[Work to be completed]: Working from the records beneath this line, reproduce each one exactly.

Saved entries:

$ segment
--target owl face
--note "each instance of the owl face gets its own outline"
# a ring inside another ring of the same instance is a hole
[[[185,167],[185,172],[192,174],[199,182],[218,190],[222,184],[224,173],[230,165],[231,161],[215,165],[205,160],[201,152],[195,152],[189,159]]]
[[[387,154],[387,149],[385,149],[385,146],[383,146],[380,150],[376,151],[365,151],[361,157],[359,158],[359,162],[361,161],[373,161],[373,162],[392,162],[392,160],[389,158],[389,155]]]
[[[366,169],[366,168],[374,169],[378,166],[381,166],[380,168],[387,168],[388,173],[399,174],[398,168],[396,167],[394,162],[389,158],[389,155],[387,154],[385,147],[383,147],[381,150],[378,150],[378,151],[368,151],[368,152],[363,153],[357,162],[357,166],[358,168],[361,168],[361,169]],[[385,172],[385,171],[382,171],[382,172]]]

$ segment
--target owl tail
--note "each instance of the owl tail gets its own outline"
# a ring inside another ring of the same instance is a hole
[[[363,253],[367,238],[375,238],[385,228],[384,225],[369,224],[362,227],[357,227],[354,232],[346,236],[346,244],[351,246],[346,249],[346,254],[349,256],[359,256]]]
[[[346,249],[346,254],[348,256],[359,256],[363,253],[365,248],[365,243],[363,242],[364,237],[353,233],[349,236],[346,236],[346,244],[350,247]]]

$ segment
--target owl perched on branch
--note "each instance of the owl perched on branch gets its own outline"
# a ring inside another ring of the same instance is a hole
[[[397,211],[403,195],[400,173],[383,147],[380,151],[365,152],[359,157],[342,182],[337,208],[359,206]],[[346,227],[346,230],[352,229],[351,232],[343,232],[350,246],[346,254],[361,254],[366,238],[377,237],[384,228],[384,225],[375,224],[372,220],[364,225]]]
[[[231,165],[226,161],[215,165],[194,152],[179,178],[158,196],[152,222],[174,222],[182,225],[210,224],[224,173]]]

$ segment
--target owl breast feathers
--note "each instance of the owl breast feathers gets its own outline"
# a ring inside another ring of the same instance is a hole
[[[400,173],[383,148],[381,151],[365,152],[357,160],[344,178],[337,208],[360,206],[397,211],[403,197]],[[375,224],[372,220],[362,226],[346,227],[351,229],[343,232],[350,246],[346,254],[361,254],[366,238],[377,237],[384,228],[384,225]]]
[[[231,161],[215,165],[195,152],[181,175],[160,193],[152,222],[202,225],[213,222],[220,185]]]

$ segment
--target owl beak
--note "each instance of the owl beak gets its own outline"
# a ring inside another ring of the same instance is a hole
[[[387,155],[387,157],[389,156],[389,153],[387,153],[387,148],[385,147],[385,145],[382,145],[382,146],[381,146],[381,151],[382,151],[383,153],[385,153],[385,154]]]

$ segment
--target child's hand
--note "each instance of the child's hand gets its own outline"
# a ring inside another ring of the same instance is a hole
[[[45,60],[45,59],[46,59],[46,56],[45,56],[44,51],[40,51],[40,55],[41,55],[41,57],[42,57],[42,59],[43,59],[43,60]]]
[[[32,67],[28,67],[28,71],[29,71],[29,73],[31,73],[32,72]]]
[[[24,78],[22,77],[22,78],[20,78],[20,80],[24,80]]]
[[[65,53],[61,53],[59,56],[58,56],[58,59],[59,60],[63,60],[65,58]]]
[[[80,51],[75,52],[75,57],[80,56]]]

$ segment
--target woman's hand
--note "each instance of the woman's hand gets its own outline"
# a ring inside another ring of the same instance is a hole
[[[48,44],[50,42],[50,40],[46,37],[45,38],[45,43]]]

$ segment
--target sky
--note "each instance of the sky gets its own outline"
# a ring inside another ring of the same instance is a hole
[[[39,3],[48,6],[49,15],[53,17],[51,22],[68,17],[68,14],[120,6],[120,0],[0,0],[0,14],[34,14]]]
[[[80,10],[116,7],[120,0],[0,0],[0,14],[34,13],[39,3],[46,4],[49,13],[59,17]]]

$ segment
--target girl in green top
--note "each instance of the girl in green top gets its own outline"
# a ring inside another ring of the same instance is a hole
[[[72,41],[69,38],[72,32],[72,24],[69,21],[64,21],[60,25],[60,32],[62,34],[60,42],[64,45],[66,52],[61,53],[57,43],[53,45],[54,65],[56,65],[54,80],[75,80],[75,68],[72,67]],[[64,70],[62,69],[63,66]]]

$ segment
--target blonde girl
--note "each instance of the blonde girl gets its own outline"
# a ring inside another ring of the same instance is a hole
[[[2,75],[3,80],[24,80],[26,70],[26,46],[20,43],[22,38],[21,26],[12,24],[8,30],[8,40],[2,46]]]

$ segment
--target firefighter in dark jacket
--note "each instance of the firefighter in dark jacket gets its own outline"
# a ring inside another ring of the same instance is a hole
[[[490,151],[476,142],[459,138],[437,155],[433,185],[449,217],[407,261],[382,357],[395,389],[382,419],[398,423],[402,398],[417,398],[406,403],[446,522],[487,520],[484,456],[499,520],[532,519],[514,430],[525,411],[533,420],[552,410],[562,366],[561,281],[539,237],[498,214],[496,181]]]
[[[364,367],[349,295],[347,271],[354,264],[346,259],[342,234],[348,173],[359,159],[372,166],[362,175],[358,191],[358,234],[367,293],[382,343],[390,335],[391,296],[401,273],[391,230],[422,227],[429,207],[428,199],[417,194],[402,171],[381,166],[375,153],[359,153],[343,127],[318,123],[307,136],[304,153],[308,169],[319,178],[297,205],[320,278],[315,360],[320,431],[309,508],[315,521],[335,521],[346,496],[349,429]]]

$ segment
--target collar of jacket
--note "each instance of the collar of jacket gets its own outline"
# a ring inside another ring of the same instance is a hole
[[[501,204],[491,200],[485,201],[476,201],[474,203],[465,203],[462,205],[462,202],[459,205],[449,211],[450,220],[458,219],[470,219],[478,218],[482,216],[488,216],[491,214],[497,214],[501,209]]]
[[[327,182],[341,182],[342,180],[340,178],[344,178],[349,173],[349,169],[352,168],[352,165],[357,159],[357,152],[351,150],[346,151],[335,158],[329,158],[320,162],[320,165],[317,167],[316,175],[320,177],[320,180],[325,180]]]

[Output below]:
$ segment
--target owl face
--note "each instance of the owl face gets its own outline"
# a ring inside another ring of the same instance is a hole
[[[185,167],[185,172],[192,174],[199,182],[218,190],[222,184],[224,173],[230,165],[231,161],[215,165],[205,160],[201,152],[195,152],[189,159]]]
[[[387,154],[387,149],[385,149],[385,146],[383,146],[380,150],[376,151],[365,151],[361,157],[359,158],[359,162],[361,161],[373,161],[373,162],[392,162],[392,160],[389,158],[389,155]]]
[[[366,169],[366,168],[374,169],[378,166],[381,166],[380,168],[387,168],[388,173],[399,174],[398,168],[396,167],[394,162],[389,158],[389,155],[387,154],[385,147],[383,147],[381,150],[378,150],[378,151],[368,151],[368,152],[363,153],[357,162],[357,166],[358,168],[361,168],[361,169]],[[385,172],[385,171],[382,171],[382,172]]]

$ segment
--target owl tail
--note "each instance of the owl tail gets its own outline"
# a ring inside another ring of the same instance is a hole
[[[363,253],[367,238],[375,238],[385,228],[384,225],[369,224],[362,227],[357,227],[354,232],[346,236],[346,244],[351,246],[346,249],[346,254],[349,256],[359,256]]]
[[[346,249],[346,254],[348,256],[359,256],[363,253],[365,248],[365,243],[363,242],[364,237],[353,233],[349,236],[346,236],[346,244],[350,247]]]

$ segment
--target owl perched on branch
--note "each instance of the owl perched on branch gets its own outline"
# a ring inside another ring of the same instance is a hole
[[[397,211],[403,195],[400,173],[383,147],[380,151],[365,152],[359,157],[342,182],[337,208],[359,206]],[[346,227],[346,230],[352,229],[351,232],[343,232],[350,246],[346,254],[361,254],[366,238],[377,237],[384,228],[384,225],[375,224],[372,220],[364,225]]]
[[[231,165],[226,161],[215,165],[194,152],[179,178],[158,196],[152,222],[174,222],[182,225],[210,224],[224,173]]]

$ segment
--target owl breast feathers
--note "each instance of the owl breast feathers gets its own outline"
# a ring inside another ring of the same instance is a hole
[[[400,173],[383,148],[381,151],[365,152],[357,160],[344,178],[337,208],[360,206],[397,211],[403,197]],[[375,224],[372,220],[362,226],[346,227],[351,229],[343,232],[350,246],[346,254],[361,254],[366,238],[377,237],[384,228],[384,225]]]
[[[231,161],[215,165],[195,152],[181,175],[160,193],[152,222],[202,225],[213,222],[220,185]]]

$ segment
--target owl beak
--note "each instance of the owl beak gets its own outline"
# a ring inside another ring of the same instance is a hole
[[[387,155],[387,157],[389,156],[389,153],[387,153],[387,148],[385,147],[385,145],[382,145],[382,146],[381,146],[381,151],[382,151],[383,153],[385,153],[385,154]]]

$ segment
--target child's hand
--note "each instance of the child's hand gets its own outline"
# a ring inside another ring of the same instance is a hole
[[[45,60],[45,59],[46,59],[46,56],[45,56],[44,51],[40,51],[40,55],[41,55],[41,57],[42,57],[42,59],[43,59],[43,60]]]
[[[32,67],[28,67],[28,71],[29,71],[29,73],[31,73],[32,72]]]
[[[24,78],[22,77],[22,78],[20,78],[20,80],[24,80]]]
[[[65,53],[61,53],[59,56],[58,56],[58,59],[59,60],[63,60],[65,58]]]
[[[80,51],[75,52],[75,57],[80,56]]]

$ segment
--target woman's hand
--note "each instance of the woman's hand gets its own outline"
# a ring inside another ring of the same instance is a hole
[[[48,44],[50,42],[50,40],[46,37],[45,38],[45,43]]]

$ segment
--target sky
--note "each instance of the sky gets its own outline"
# a ring inside another ring of the same instance is a hole
[[[39,3],[48,6],[49,15],[53,17],[51,22],[68,17],[68,14],[120,6],[120,0],[0,0],[0,14],[34,14]]]
[[[80,10],[116,7],[120,0],[0,0],[0,14],[34,13],[39,3],[46,4],[49,13],[59,17]]]

$ segment
--target girl in green top
--note "each instance of the girl in green top gets its own outline"
# a ring inside another ring of the same instance is a hole
[[[72,41],[69,38],[72,32],[72,24],[69,21],[64,21],[60,25],[60,32],[62,34],[60,42],[64,45],[66,52],[61,53],[57,43],[53,45],[54,65],[56,65],[54,80],[75,80],[75,68],[72,67]],[[64,70],[62,69],[63,66]]]

$ segment
--target blonde girl
--note "each instance of the blonde girl gets its own outline"
# a ring inside another ring of the same instance is a hole
[[[2,75],[3,80],[24,80],[26,70],[26,46],[20,43],[22,38],[21,26],[12,24],[8,30],[8,40],[2,46]]]

$ segment
--target firefighter in dark jacket
--note "each instance of the firefighter in dark jacket gets its own outline"
# a ring inside another ring of the same instance is a hole
[[[490,151],[476,142],[459,138],[437,155],[433,185],[449,217],[407,261],[382,357],[395,389],[382,419],[398,423],[402,398],[417,398],[406,403],[446,522],[487,520],[484,456],[499,520],[532,519],[514,430],[525,411],[533,420],[552,410],[562,366],[561,281],[539,237],[498,214],[496,181]]]
[[[364,367],[349,295],[347,271],[354,264],[346,259],[342,234],[348,173],[359,159],[372,166],[362,175],[358,191],[358,234],[367,293],[382,343],[390,335],[391,296],[401,273],[391,230],[422,227],[429,207],[428,199],[417,194],[402,171],[381,166],[375,153],[359,153],[343,127],[318,123],[307,136],[304,153],[308,169],[319,178],[297,205],[320,278],[315,360],[320,431],[309,508],[315,521],[335,521],[346,496],[349,429]]]

$ segment
--target collar of jacket
--note "each instance of the collar of jacket gets its own outline"
# a ring inside another ring of the same instance is a hole
[[[501,204],[491,200],[485,201],[476,201],[474,203],[465,203],[462,205],[462,202],[459,205],[449,211],[450,220],[458,219],[470,219],[478,218],[482,216],[488,216],[491,214],[497,214],[501,209]]]
[[[327,182],[341,182],[342,180],[340,178],[344,178],[349,173],[349,169],[352,168],[352,165],[357,159],[357,152],[351,150],[346,151],[335,158],[329,158],[320,162],[320,165],[317,167],[316,175],[320,177],[320,180],[325,180]]]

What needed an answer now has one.